Your instructions:
Every line of the listing that holds the word "sandal" should be returned.

####################

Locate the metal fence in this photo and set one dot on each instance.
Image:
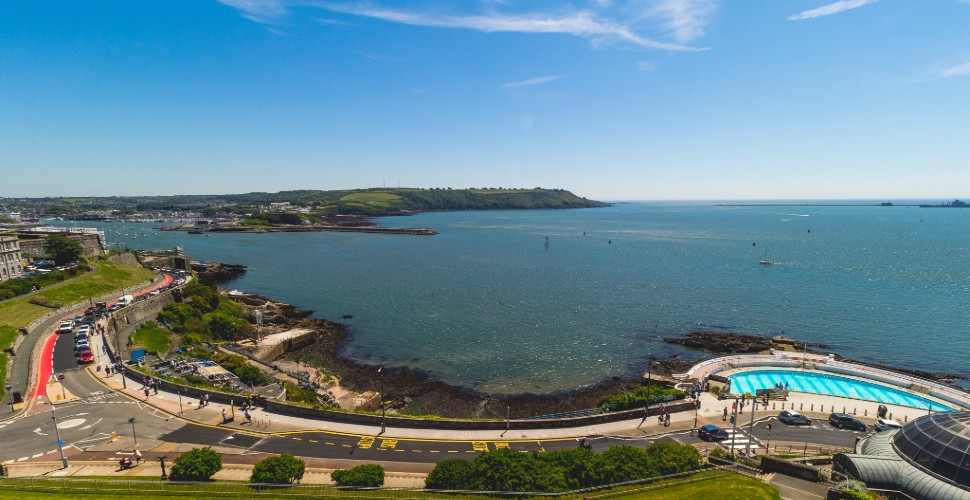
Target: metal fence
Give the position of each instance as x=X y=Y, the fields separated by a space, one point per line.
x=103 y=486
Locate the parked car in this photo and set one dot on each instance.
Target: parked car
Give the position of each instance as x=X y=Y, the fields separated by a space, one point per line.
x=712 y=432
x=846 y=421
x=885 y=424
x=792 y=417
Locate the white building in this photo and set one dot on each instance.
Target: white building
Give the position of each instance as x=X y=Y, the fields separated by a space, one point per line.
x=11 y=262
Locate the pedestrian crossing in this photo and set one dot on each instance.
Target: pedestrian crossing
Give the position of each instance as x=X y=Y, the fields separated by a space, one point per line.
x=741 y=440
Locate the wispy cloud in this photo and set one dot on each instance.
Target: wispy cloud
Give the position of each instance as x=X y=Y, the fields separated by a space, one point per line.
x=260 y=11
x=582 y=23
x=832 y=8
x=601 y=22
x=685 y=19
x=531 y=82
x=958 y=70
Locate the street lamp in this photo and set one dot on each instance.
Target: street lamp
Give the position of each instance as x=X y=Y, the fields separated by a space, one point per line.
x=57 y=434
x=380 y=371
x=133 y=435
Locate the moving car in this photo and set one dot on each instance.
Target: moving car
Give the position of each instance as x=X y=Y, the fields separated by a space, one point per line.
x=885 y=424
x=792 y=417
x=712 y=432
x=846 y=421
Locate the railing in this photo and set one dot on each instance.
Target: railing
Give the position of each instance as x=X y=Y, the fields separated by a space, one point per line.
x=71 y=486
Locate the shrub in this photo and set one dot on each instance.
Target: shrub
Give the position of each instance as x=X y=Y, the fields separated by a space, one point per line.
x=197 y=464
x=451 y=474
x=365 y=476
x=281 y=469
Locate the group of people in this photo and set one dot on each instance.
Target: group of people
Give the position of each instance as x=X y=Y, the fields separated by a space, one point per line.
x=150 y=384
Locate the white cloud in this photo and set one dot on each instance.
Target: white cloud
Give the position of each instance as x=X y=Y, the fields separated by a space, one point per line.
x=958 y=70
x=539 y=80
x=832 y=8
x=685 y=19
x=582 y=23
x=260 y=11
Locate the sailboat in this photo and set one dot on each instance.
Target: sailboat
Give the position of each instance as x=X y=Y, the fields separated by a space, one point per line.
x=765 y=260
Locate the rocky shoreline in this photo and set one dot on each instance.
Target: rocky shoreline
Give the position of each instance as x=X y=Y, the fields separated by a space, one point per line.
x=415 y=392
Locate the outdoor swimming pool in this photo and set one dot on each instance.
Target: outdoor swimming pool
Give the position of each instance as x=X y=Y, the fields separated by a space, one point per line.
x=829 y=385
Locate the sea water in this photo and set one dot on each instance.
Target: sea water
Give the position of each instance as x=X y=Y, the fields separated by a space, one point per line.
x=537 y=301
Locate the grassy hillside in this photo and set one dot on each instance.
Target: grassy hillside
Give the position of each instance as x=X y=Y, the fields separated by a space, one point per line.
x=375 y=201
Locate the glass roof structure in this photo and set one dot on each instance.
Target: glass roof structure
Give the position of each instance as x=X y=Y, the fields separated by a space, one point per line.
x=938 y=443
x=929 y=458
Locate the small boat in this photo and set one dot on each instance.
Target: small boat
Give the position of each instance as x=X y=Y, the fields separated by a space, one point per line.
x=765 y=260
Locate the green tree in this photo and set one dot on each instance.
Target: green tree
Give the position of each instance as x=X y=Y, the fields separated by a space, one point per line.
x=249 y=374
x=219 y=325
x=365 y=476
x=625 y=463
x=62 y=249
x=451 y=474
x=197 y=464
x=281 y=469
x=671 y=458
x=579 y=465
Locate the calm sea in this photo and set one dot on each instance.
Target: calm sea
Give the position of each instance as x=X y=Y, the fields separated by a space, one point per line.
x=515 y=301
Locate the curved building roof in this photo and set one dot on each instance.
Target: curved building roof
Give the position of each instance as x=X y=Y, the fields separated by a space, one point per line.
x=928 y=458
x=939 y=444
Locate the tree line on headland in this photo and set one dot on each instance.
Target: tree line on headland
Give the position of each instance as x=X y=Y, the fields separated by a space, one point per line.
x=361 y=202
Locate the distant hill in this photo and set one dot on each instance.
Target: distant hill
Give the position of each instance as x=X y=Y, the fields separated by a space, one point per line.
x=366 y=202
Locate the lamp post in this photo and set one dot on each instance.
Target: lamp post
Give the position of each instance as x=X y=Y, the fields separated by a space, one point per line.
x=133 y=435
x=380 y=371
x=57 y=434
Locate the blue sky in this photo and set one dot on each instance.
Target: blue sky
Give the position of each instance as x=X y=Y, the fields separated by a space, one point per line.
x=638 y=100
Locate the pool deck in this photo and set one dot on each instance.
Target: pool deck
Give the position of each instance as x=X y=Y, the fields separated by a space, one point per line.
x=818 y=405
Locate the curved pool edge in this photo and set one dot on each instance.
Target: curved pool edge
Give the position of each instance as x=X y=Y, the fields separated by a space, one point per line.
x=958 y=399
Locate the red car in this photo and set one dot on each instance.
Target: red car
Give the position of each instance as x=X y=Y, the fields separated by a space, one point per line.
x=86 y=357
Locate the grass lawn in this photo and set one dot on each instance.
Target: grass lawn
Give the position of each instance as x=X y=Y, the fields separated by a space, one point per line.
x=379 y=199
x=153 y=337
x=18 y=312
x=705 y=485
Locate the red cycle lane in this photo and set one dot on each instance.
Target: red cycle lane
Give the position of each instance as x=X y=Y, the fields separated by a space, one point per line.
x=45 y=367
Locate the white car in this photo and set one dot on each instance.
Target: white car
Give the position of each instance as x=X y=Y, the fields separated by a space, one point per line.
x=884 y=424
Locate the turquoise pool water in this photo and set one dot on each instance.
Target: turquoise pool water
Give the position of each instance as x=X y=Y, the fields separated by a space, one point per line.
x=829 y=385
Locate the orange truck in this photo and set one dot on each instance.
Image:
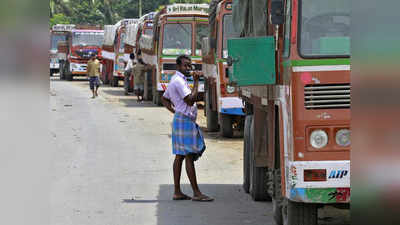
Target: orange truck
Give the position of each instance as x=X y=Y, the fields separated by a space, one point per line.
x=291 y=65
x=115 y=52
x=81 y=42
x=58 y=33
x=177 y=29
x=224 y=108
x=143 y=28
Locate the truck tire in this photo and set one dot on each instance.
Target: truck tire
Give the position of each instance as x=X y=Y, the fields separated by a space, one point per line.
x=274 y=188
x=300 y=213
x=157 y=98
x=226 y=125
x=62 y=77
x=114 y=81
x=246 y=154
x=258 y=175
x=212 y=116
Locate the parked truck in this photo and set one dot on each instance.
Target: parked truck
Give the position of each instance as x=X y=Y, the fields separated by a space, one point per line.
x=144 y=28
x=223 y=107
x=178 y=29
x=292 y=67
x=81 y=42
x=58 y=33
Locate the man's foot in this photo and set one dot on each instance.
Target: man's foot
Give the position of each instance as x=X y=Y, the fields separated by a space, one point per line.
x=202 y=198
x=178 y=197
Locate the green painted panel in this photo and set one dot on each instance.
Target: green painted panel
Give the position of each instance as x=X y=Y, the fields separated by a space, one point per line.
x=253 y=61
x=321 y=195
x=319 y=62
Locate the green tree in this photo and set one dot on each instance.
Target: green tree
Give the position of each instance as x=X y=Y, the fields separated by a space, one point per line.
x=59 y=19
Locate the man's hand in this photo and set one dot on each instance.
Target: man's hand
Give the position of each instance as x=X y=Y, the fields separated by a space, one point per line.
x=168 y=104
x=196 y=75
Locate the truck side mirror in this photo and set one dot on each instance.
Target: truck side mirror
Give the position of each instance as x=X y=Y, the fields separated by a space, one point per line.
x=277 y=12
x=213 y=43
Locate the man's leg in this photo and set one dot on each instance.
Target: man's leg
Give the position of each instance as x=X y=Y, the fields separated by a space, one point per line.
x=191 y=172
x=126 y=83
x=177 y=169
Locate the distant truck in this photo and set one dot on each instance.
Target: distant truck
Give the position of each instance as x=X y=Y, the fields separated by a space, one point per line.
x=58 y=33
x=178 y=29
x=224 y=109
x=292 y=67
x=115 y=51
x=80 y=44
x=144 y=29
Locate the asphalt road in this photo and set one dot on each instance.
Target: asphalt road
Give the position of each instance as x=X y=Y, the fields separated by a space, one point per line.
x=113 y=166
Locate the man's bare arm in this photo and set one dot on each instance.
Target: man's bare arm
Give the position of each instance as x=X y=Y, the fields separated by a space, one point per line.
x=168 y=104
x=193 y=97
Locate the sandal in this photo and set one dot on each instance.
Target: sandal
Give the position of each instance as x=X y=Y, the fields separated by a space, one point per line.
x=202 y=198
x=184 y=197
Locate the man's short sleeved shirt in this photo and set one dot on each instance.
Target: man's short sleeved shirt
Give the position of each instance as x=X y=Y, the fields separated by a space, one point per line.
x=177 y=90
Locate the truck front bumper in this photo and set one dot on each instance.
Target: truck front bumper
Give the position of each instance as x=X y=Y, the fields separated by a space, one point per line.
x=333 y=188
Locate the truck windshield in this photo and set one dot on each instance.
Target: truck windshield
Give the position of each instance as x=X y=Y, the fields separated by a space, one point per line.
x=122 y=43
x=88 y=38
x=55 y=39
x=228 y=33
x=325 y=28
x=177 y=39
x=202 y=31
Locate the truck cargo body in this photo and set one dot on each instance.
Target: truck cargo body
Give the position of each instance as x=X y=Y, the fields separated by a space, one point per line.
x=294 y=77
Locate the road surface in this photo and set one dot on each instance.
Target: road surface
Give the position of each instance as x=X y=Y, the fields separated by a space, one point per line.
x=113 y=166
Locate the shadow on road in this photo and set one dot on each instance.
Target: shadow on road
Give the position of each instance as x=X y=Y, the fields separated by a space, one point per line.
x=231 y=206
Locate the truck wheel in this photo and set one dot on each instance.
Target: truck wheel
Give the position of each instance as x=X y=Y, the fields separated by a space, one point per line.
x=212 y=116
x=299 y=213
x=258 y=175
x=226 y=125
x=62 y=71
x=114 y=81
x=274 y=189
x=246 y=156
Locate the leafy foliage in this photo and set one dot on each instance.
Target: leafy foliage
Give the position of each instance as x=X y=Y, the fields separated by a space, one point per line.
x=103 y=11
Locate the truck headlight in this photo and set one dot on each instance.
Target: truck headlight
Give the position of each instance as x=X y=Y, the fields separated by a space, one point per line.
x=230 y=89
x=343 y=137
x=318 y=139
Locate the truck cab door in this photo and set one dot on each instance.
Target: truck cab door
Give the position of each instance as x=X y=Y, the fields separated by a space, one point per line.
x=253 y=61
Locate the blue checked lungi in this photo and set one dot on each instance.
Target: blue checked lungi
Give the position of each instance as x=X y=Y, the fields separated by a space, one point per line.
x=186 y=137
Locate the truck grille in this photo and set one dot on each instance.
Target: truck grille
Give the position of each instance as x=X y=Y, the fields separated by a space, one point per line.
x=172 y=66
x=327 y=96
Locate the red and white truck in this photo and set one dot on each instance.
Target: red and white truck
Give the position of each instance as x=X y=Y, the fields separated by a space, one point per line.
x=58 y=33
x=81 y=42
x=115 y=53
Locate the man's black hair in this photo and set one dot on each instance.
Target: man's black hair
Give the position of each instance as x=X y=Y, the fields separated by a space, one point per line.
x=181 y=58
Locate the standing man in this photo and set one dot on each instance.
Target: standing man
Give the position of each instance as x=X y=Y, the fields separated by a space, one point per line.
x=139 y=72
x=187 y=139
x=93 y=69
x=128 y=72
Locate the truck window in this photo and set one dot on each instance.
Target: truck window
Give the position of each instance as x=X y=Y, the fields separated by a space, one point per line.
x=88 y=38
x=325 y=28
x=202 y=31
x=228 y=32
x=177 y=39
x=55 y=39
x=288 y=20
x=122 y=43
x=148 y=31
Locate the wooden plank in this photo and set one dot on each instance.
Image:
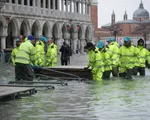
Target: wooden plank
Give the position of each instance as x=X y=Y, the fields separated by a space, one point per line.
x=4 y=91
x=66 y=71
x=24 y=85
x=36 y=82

####################

Response box:
Locate the sandal in this photo and set one dot on each instance.
Target: sandal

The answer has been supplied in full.